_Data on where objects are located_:
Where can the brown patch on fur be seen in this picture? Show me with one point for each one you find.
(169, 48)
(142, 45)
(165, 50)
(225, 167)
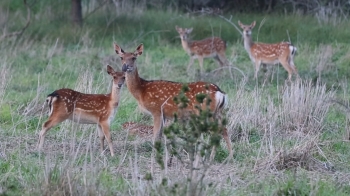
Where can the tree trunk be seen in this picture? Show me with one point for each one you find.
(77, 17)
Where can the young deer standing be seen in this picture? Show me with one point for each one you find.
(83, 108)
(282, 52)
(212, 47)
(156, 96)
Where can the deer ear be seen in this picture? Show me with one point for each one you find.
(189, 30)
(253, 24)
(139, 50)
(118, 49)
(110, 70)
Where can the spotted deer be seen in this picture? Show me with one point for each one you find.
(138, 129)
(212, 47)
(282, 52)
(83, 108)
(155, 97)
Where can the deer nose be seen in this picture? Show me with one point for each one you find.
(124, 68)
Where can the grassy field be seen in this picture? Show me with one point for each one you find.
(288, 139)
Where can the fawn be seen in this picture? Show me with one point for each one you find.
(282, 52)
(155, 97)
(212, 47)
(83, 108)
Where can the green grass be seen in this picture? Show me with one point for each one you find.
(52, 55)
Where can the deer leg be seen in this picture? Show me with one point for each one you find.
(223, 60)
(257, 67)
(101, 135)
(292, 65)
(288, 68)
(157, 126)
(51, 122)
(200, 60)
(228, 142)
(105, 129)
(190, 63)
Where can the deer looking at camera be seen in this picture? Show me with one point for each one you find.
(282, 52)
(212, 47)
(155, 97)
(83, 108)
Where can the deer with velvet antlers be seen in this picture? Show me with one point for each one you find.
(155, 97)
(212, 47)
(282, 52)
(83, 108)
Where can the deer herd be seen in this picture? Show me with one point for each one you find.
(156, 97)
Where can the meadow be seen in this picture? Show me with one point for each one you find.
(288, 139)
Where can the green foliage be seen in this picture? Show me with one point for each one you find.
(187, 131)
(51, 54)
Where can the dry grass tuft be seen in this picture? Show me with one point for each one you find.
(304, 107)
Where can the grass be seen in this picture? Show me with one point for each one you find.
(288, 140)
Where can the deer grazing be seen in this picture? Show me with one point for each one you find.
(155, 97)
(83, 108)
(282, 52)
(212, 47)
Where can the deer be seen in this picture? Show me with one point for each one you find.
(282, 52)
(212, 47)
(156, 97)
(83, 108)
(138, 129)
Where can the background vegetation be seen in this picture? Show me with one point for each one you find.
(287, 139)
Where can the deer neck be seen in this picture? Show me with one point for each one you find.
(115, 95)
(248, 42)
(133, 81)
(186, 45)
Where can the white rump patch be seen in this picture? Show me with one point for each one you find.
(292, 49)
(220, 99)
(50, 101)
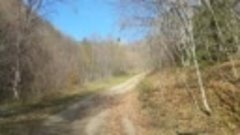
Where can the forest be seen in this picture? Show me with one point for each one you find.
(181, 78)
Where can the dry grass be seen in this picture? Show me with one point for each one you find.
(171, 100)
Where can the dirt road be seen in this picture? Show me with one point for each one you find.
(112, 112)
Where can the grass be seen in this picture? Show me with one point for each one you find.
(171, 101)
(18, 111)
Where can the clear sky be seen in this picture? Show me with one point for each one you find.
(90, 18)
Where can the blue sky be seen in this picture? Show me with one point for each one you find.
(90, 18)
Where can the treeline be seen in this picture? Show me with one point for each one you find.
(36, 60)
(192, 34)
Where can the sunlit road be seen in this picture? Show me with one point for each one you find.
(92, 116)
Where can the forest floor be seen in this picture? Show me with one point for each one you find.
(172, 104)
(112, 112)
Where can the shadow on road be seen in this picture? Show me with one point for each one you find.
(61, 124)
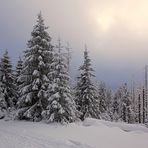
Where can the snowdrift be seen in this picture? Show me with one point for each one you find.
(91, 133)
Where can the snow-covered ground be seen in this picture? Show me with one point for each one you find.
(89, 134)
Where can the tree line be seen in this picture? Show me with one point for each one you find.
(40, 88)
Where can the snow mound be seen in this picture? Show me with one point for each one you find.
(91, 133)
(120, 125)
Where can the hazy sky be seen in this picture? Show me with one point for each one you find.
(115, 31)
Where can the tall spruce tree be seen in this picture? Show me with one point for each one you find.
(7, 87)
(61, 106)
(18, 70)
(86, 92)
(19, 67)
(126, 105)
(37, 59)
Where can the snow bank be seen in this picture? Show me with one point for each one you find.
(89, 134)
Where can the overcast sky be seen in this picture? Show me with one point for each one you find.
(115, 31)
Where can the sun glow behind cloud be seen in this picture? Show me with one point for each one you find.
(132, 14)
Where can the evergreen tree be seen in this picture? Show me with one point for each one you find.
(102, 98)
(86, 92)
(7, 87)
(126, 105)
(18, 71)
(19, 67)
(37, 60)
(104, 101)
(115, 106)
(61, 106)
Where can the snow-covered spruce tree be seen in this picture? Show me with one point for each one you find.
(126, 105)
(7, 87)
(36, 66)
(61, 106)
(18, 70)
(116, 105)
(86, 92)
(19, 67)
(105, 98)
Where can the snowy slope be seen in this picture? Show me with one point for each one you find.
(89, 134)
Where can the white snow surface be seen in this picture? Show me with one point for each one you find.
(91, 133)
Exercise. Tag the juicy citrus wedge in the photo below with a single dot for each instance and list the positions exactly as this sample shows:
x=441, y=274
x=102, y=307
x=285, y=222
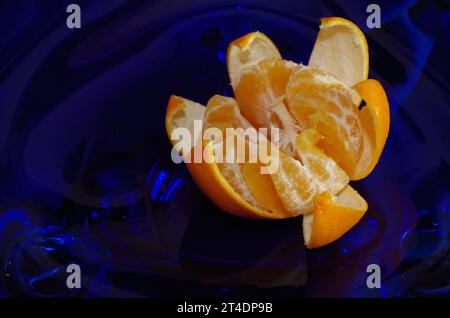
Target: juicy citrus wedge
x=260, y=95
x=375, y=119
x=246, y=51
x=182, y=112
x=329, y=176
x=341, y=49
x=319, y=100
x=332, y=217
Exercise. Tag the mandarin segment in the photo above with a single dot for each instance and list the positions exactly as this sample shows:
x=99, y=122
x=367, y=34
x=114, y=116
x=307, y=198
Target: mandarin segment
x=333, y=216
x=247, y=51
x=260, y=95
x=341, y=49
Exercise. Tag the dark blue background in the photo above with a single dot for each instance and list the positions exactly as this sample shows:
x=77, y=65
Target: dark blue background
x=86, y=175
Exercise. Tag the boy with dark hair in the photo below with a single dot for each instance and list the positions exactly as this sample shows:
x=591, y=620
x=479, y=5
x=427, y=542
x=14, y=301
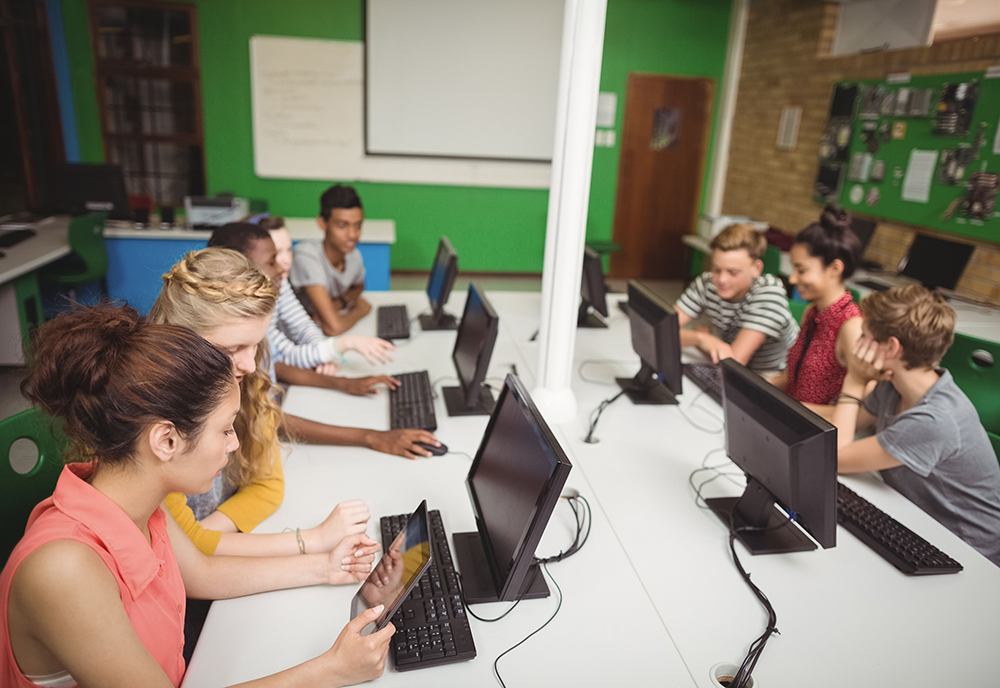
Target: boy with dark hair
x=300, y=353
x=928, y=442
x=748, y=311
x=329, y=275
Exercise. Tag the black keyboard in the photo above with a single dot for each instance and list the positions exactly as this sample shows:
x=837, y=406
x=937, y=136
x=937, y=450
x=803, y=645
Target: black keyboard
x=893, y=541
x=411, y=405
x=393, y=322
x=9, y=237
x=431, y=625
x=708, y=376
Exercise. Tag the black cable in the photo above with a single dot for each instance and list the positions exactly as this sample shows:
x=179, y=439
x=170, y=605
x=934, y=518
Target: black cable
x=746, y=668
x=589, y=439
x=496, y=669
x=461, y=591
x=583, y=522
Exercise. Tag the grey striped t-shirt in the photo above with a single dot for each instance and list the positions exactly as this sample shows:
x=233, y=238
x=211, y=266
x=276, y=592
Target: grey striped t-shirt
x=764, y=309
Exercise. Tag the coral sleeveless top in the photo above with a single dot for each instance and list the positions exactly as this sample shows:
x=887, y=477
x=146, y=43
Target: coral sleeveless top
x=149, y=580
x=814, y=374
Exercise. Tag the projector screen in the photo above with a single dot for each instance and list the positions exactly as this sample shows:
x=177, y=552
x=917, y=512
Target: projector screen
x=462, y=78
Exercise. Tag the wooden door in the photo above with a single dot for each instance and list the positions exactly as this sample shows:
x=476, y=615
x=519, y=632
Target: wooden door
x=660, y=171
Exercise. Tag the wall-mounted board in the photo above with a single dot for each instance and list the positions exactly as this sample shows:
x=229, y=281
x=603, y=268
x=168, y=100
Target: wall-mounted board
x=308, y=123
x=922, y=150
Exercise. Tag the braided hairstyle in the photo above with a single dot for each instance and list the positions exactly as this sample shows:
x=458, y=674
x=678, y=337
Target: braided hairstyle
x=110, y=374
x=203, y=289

---

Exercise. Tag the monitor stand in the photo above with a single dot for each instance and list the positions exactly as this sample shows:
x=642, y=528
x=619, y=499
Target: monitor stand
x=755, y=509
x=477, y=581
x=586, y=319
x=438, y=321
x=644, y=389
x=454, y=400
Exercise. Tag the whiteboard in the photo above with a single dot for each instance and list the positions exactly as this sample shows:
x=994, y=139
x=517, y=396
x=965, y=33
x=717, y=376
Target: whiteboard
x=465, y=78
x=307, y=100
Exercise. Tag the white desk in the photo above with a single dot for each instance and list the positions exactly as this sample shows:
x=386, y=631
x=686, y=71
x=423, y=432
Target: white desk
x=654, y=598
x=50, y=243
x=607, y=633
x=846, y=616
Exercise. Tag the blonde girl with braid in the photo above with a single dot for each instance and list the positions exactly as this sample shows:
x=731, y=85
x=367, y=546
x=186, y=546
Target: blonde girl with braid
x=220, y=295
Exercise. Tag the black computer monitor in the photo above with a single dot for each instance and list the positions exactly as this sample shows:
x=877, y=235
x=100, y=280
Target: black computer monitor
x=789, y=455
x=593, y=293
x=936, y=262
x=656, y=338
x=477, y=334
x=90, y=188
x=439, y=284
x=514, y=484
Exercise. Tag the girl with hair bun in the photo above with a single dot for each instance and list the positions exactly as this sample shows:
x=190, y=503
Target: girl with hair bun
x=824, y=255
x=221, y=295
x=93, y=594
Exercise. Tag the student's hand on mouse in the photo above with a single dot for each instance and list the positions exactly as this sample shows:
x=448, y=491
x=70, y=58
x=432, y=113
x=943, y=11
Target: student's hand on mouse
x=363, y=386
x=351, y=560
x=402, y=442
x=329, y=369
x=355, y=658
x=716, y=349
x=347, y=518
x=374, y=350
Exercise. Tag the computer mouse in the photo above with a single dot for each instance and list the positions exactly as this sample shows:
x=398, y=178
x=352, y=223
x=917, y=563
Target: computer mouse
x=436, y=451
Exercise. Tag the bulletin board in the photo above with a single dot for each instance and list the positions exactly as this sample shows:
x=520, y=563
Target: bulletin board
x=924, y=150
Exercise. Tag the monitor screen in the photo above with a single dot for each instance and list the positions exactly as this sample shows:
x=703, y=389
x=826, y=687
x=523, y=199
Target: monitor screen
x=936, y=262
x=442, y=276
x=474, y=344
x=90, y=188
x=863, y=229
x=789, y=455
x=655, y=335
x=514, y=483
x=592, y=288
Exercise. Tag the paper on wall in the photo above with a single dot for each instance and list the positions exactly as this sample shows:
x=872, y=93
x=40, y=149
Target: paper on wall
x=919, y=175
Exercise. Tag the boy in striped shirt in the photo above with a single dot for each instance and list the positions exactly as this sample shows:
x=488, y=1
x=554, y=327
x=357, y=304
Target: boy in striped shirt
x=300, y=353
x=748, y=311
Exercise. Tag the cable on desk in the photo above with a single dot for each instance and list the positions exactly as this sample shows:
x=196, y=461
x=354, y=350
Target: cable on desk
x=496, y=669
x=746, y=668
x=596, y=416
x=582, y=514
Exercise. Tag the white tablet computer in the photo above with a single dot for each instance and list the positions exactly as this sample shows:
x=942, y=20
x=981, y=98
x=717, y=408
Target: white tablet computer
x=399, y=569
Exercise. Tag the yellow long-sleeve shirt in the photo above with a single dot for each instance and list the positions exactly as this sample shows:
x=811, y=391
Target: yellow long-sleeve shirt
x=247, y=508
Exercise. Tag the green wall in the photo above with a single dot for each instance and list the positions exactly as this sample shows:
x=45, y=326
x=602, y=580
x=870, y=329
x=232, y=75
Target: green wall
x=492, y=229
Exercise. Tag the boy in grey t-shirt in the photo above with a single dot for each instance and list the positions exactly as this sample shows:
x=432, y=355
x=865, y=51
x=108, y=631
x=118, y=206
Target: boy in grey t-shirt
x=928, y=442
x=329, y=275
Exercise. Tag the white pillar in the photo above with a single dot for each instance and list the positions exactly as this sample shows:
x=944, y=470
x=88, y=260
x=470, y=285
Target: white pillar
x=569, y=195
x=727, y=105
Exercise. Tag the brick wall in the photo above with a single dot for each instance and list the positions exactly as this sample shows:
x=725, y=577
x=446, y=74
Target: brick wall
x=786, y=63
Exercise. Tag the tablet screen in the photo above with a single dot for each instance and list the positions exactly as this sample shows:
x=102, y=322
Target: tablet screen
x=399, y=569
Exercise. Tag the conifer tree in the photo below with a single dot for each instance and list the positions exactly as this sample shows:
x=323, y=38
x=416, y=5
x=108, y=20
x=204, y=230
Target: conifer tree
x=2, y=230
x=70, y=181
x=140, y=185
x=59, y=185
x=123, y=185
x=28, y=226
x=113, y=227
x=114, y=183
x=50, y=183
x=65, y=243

_INSTRUCTIONS TO FOLLOW_:
Tally the lines of the data above that contain the word "student", treating uppercase and lowercase as different. Reply with only the number.

_EXPECTED ANSWER_:
2